--- Start Exercise input ---

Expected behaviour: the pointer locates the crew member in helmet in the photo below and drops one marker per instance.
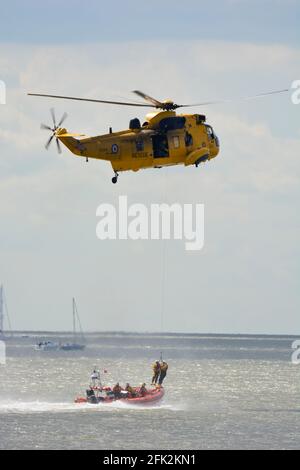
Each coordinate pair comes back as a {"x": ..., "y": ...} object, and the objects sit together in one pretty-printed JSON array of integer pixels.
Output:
[
  {"x": 117, "y": 390},
  {"x": 130, "y": 390},
  {"x": 143, "y": 390},
  {"x": 95, "y": 378},
  {"x": 156, "y": 371}
]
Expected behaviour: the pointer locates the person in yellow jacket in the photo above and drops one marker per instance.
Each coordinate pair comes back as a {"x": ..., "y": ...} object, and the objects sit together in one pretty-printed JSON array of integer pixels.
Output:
[
  {"x": 156, "y": 371},
  {"x": 163, "y": 372},
  {"x": 131, "y": 391}
]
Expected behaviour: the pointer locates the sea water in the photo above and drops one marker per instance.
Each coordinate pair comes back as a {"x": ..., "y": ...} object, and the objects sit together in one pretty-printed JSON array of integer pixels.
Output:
[{"x": 221, "y": 392}]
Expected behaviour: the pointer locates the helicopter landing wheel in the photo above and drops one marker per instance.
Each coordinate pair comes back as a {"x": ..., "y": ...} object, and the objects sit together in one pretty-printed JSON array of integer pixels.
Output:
[{"x": 114, "y": 179}]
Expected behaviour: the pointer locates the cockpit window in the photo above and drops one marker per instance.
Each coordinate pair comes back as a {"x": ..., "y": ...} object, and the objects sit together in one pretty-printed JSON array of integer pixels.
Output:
[{"x": 210, "y": 132}]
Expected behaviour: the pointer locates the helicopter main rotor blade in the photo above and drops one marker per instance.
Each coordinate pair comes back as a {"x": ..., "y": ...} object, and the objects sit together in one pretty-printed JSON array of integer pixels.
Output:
[
  {"x": 58, "y": 145},
  {"x": 53, "y": 117},
  {"x": 49, "y": 142},
  {"x": 64, "y": 117},
  {"x": 148, "y": 98},
  {"x": 90, "y": 100},
  {"x": 206, "y": 103}
]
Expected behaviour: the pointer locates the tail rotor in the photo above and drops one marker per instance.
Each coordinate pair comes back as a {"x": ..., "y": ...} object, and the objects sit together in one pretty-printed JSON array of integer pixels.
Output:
[{"x": 53, "y": 130}]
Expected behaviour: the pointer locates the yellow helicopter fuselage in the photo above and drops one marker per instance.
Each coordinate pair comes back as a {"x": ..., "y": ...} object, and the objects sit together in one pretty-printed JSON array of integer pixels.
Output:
[{"x": 164, "y": 139}]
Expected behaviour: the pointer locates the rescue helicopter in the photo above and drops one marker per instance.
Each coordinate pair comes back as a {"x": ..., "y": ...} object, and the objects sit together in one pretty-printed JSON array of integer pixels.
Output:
[{"x": 164, "y": 139}]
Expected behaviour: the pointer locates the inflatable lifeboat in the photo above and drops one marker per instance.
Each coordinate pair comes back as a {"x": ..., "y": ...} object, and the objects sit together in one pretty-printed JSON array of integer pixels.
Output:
[{"x": 96, "y": 395}]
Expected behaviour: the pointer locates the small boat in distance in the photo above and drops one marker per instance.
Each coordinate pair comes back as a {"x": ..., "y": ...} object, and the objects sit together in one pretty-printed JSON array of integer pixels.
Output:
[
  {"x": 74, "y": 345},
  {"x": 46, "y": 346}
]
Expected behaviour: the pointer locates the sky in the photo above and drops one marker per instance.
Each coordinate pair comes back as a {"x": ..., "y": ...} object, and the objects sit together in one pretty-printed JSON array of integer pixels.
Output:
[{"x": 246, "y": 278}]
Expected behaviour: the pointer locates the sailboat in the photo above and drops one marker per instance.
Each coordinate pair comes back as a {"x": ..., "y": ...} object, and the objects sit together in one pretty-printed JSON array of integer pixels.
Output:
[
  {"x": 3, "y": 306},
  {"x": 74, "y": 346}
]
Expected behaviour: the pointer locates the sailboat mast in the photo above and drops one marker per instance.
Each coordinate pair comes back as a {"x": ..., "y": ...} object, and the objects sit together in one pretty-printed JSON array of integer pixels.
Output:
[
  {"x": 74, "y": 319},
  {"x": 1, "y": 310}
]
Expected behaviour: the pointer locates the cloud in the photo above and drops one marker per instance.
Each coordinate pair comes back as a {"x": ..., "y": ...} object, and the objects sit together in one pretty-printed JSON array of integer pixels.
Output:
[{"x": 48, "y": 202}]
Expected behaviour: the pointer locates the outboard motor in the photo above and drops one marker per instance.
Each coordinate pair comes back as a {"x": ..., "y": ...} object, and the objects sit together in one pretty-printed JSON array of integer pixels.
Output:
[{"x": 134, "y": 124}]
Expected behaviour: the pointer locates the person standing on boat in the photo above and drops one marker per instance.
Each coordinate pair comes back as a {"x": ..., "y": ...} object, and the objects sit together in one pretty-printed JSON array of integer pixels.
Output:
[
  {"x": 163, "y": 372},
  {"x": 156, "y": 371},
  {"x": 117, "y": 390},
  {"x": 143, "y": 390},
  {"x": 95, "y": 378}
]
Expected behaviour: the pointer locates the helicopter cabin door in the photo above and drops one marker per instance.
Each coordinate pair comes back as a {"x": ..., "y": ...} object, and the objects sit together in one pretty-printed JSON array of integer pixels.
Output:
[{"x": 169, "y": 141}]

--- End Exercise input ---

Problem description: Reproduce the listing exactly. Leave its pictures out.

Final answer:
Expected behaviour: the pointer locates the crew member in helmet in the photo below and drops one marker per instance.
Each coordinate pair comes back as a {"x": ..., "y": ...} object, and the objects sit together in one pretty-printed JSON array of integer pixels.
Output:
[
  {"x": 117, "y": 390},
  {"x": 130, "y": 390},
  {"x": 143, "y": 390},
  {"x": 95, "y": 378},
  {"x": 156, "y": 371}
]
Expected behaviour: the pointer locates the person in yellow jacket in the photo above and drops one marker per instance.
Each coordinate pair comes back as a {"x": ..., "y": ...} object, and the objects sit together in one pretty-printed JSON array of integer pixels.
Output:
[
  {"x": 156, "y": 371},
  {"x": 163, "y": 372},
  {"x": 131, "y": 391}
]
Expected behaviour: the pointer locates the sea water in the photo above and drops one marker per instance.
Each coordinate pair comes back as a {"x": ..., "y": ...} object, and the objects sit together in one pretty-printed JSON array of integer pixels.
Output:
[{"x": 221, "y": 392}]
Expected behaviour: the pointer locates the helicopter landing wheel in the photo above and drops one marker per instance.
Each coordinate pair comes back as a {"x": ..., "y": ...} object, and the objects sit together in one pretty-printed JSON array of integer pixels.
Output:
[{"x": 114, "y": 179}]
Expected behaviour: the pointer locates the cockpit window in the photo above and drops one marker per instance.
Each coordinate pair comes back as a {"x": ..., "y": ...} object, and the objects sit together in one pretty-printed JSON array of integer pixels.
Output:
[{"x": 210, "y": 132}]
Expected behaviour: the pointer locates the helicopter main rotor blade in the photo above and drops one marker per instance.
Each coordinate pair comes back as a {"x": ..., "y": ...} object, and the objects sit together in one pretty-printed JSON array of integer pixels.
Output:
[
  {"x": 58, "y": 145},
  {"x": 53, "y": 117},
  {"x": 49, "y": 142},
  {"x": 64, "y": 117},
  {"x": 148, "y": 98},
  {"x": 90, "y": 100},
  {"x": 206, "y": 103}
]
Expected behaviour: the pointer locates the tail rotor in the photo above and drops one marker per instance.
Each coordinate pair comes back as a {"x": ..., "y": ...} object, and the objects sit together in one pretty-printed JSON array of integer pixels.
Output:
[{"x": 53, "y": 130}]
Expected behaviour: the pointer locates the yellow helicopter fuselage in the photo above and drops one marker per instance.
Each coordinate pair comes back as a {"x": ..., "y": ...} object, and the objects sit together in one pretty-printed JSON array of integer pixels.
Output:
[{"x": 164, "y": 139}]
Expected behaviour: the pointer locates the rescue helicopter in the photo above and drops one marker per instance.
Each coordinate pair comes back as a {"x": ..., "y": ...} object, and the objects sit together in one pretty-printed JSON array of integer pixels.
Output:
[{"x": 164, "y": 139}]
Expected behaviour: the pointer locates the inflatable lifeboat in the photo above and drops one marker per instance.
Each coordinate pair comes back as a {"x": ..., "y": ...} object, and the objects sit together in one pretty-printed JSON array of integer pixels.
Output:
[{"x": 96, "y": 395}]
Expected behaviour: the pointer locates the small boat in distance in the photo above and drops one marker per instance.
Each coordinate pair comes back as a {"x": ..., "y": ...} object, and the objects sit together in one pretty-printed JSON array of integer pixels.
Output:
[
  {"x": 74, "y": 345},
  {"x": 46, "y": 346}
]
Expected behaviour: the pointer locates the sky in the photo above and drops one marker per instance.
Each coordinate pair comes back as a {"x": ..., "y": ...} object, and the objects sit together in one pretty-printed JSON array of integer pixels.
Output:
[{"x": 246, "y": 278}]
Expected behaviour: the pointer locates the sailboat in the photo above and drops one marker per instance.
Each coordinate pair comes back as a {"x": ..., "y": ...} object, and the objects sit together in one pretty-printed JSON array of integer pixels.
Output:
[
  {"x": 3, "y": 306},
  {"x": 74, "y": 346}
]
Expected behaviour: the pointer locates the sailboat mast in the photo above and drops one marker per instance.
Each coordinate pair comes back as a {"x": ..., "y": ...} object, and the objects sit together in one pretty-printed JSON array of integer pixels.
Output:
[
  {"x": 74, "y": 319},
  {"x": 1, "y": 310}
]
Expected behaviour: the pointer locates the cloud in the photo above and drops one marker per instance.
Each coordinate pair comes back as a {"x": ..., "y": ...} object, and the objects sit together in one pretty-printed JSON array of integer pixels.
Output:
[{"x": 48, "y": 202}]
Expected behaviour: the pointer locates the outboard motor in the photo above and drops one marker per instance.
Each coordinate pair comes back as a {"x": ..., "y": ...} object, and the objects sit together in one pretty-printed JSON array of integer pixels.
Output:
[{"x": 134, "y": 124}]
Expected behaviour: the pointer locates the person standing on boat in the photo above and drops one marker per instance.
Each coordinate pair comes back as a {"x": ..., "y": ...} object, and the objects sit together in one pretty-printed JSON array of integer pixels.
Output:
[
  {"x": 163, "y": 372},
  {"x": 156, "y": 371},
  {"x": 117, "y": 390},
  {"x": 143, "y": 390},
  {"x": 95, "y": 378}
]
Expected behaviour: the pointer locates the helicopter cabin door in the photo above and drops one marker per instance.
Each coordinate pair comes back as a {"x": ..., "y": ...} object, and the objects sit together in one pretty-printed JSON array of integer pixels.
Output:
[{"x": 169, "y": 141}]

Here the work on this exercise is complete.